[Records from a data collection]
^^^^

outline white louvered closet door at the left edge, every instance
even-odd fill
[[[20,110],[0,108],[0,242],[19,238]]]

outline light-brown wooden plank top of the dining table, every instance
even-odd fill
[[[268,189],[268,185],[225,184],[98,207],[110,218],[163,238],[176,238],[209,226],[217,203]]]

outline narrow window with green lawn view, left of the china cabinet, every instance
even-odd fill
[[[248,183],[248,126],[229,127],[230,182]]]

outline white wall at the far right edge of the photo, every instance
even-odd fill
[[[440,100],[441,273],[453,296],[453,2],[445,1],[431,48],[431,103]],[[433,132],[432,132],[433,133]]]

^^^^

| YOUR ASSIGNMENT |
Please give back the entries above, unchanged and complete.

| RESPONSE BELOW |
outline white louvered closet door at the left edge, every instance
even-odd fill
[[[20,110],[0,108],[0,242],[19,238]]]

outline light-brown wooden plank top of the dining table, every instance
even-odd fill
[[[268,189],[268,185],[225,184],[98,207],[110,218],[163,238],[176,238],[209,226],[217,203]]]

outline narrow window with green lawn view, left of the china cabinet, every instance
even-odd fill
[[[248,183],[248,126],[229,127],[230,182]]]

outline white wall at the far right edge of the photo, every instance
even-odd fill
[[[440,100],[441,273],[453,296],[453,2],[445,1],[431,48],[431,103]],[[433,132],[432,132],[433,133]]]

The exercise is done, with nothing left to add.